Source extract
▬▬▬
A major problem left is to deal with negation. E-weirdness does not project through negation. Take any logical falsity and apply the negation operator and you will get a logical truth. But while we intend to claim that logical falsities are e-weird, we do not want to say the same about logical truths. A way to illuminate the situation is to think about sentences with (semantic) presupposition failure because they too cannot be imagined, provided that we restrict the discussion to contexts where the presupposition fails. It is apparent since Russell (1905) that applying the negation operator to sentences with presupposition failure need not result in an equally weird claim because there is a way to make sense of the negation. Russell’s famous example ‘The present king of France is not bald’ sounds fine if we take this to say that there is no present king of France.
▬▬▬
Problem set
a – In the passage on negation, transcribe the stretch from "A major problem" through "king of France.".
b – According to the passage on negation, why does e-weirdness not project through negation? Answer in one to three sentences.

Data records:
▬▬▬
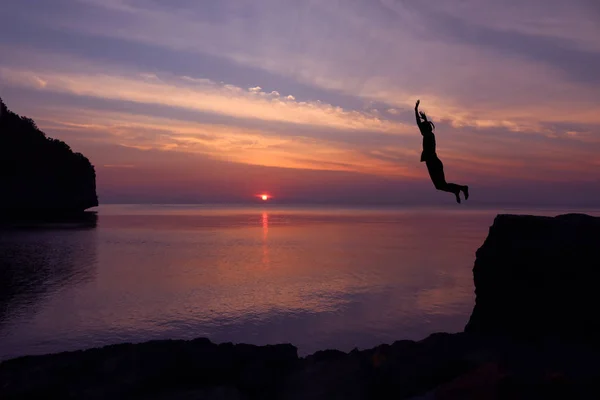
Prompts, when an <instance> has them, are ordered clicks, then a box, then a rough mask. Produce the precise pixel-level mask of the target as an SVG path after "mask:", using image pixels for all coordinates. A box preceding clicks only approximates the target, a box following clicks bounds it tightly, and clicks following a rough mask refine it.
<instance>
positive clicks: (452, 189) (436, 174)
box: [425, 157, 462, 203]
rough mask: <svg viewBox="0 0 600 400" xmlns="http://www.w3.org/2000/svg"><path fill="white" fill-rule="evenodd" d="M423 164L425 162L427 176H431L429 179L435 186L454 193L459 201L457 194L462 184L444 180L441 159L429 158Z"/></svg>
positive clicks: (443, 168) (449, 191)
mask: <svg viewBox="0 0 600 400" xmlns="http://www.w3.org/2000/svg"><path fill="white" fill-rule="evenodd" d="M425 164H427V170H428V171H429V176H430V177H431V181H432V182H433V185H434V186H435V188H436V189H437V190H441V191H443V192H449V193H454V196H456V202H457V203H460V196H459V195H460V191H461V188H462V186H460V185H457V184H455V183H447V182H446V176H445V174H444V164H443V163H442V161H441V160H440V159H439V158H437V157H436V158H433V159H431V160H427V161H426V162H425Z"/></svg>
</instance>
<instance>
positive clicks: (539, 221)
mask: <svg viewBox="0 0 600 400" xmlns="http://www.w3.org/2000/svg"><path fill="white" fill-rule="evenodd" d="M473 276H474V281H475V293H476V296H477V297H476V303H475V308H474V310H473V313H472V315H471V318H470V320H469V323H468V324H467V326H466V328H465V331H466V332H472V333H479V334H488V335H510V336H513V337H520V338H528V339H531V340H538V339H539V338H540V337H549V336H555V337H562V338H572V339H578V340H579V339H585V340H592V341H595V340H597V338H598V335H599V334H600V318H599V317H598V306H599V305H600V299H599V297H598V284H599V282H600V279H599V278H600V218H597V217H591V216H589V215H584V214H566V215H560V216H558V217H555V218H551V217H534V216H527V215H499V216H497V217H496V219H495V220H494V224H493V226H492V227H491V228H490V232H489V235H488V237H487V239H486V240H485V242H484V244H483V246H482V247H481V248H480V249H479V250H478V251H477V258H476V261H475V267H474V268H473Z"/></svg>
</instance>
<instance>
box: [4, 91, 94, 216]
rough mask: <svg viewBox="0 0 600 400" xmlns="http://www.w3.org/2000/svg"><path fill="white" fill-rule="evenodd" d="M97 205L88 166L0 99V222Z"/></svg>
mask: <svg viewBox="0 0 600 400" xmlns="http://www.w3.org/2000/svg"><path fill="white" fill-rule="evenodd" d="M97 205H98V196H97V195H96V172H95V170H94V166H93V165H92V164H91V163H90V161H89V160H88V159H87V158H86V157H85V156H84V155H83V154H81V153H76V152H73V151H72V150H71V148H70V147H69V145H67V144H66V143H65V142H63V141H60V140H57V139H52V138H50V137H47V136H46V134H45V133H44V132H42V131H41V130H40V129H39V128H38V127H37V125H36V124H35V122H34V121H33V120H32V119H30V118H27V117H24V116H23V117H22V116H20V115H18V114H16V113H14V112H12V111H10V110H9V109H8V107H7V106H6V104H5V103H4V102H3V101H2V99H1V98H0V219H2V220H5V219H17V220H20V219H23V218H25V219H32V218H41V219H47V218H56V217H62V216H68V217H72V216H74V215H79V214H83V213H84V211H85V210H87V209H88V208H90V207H95V206H97Z"/></svg>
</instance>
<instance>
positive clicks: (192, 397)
mask: <svg viewBox="0 0 600 400" xmlns="http://www.w3.org/2000/svg"><path fill="white" fill-rule="evenodd" d="M597 249H600V218H595V217H590V216H587V215H582V214H569V215H563V216H559V217H555V218H550V217H533V216H514V215H500V216H498V217H496V219H495V221H494V224H493V226H492V227H491V228H490V234H489V235H488V238H487V239H486V241H485V243H484V244H483V246H482V247H481V248H480V249H479V250H478V251H477V260H476V262H475V267H474V280H475V288H476V295H477V300H476V305H475V309H474V311H473V314H472V316H471V319H470V321H469V324H468V325H467V327H466V329H465V332H460V333H455V334H449V333H437V334H433V335H431V336H429V337H428V338H426V339H424V340H421V341H410V340H401V341H397V342H394V343H392V344H383V345H380V346H377V347H375V348H373V349H368V350H357V349H356V350H353V351H351V352H349V353H344V352H341V351H337V350H325V351H319V352H316V353H314V354H312V355H310V356H307V357H304V358H299V357H298V355H297V349H296V348H295V347H294V346H292V345H290V344H280V345H272V346H253V345H247V344H231V343H223V344H214V343H212V342H210V341H209V340H208V339H196V340H191V341H181V340H167V341H151V342H146V343H141V344H119V345H113V346H106V347H103V348H99V349H90V350H85V351H77V352H66V353H60V354H53V355H45V356H28V357H21V358H17V359H13V360H9V361H6V362H3V363H1V364H0V398H2V399H22V398H61V399H80V398H81V399H105V398H110V399H388V398H390V399H392V398H393V399H415V400H416V399H420V400H433V399H442V400H443V399H548V398H561V399H580V398H581V399H590V398H600V389H599V388H598V385H597V382H598V380H599V379H600V363H598V359H599V356H600V345H598V344H597V343H596V341H595V340H594V338H595V337H596V334H597V333H598V331H597V330H596V329H597V327H598V325H597V321H598V317H597V316H596V310H597V305H598V300H596V297H595V296H594V294H595V292H594V291H593V290H592V289H593V287H594V286H595V284H596V282H597V280H596V281H594V278H596V277H597V274H598V271H599V270H600V269H599V268H598V267H599V266H600V265H599V257H598V253H597ZM582 292H583V293H582Z"/></svg>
▬▬▬
Task-by-task solutions
a –
A major problem left is to deal with negation. E-weirdness does not project through negation. Take any logical falsity and apply the negation operator and you will get a logical truth. But while we intend to claim that logical falsities are e-weird, we do not want to say the same about logical truths. A way to illuminate the situation is to think about sentences with (semantic) presupposition failure because they too cannot be imagined, provided that we restrict the discussion to contexts where the presupposition fails. It is apparent since Russell (1905) that applying the negation operator to sentences with presupposition failure need not result in an equally weird claim because there is a way to make sense of the negation. Russell’s famous example ‘The present king of France is not bald’ sounds fine if we take this to say that there is no present king of France.

b – Applying the negation operator to any logical falsity yields a logical truth. The intent is to claim that logical falsities are e-weird but not to say the same about logical truths, so e-weirdness does not carry over when a sentence is negated.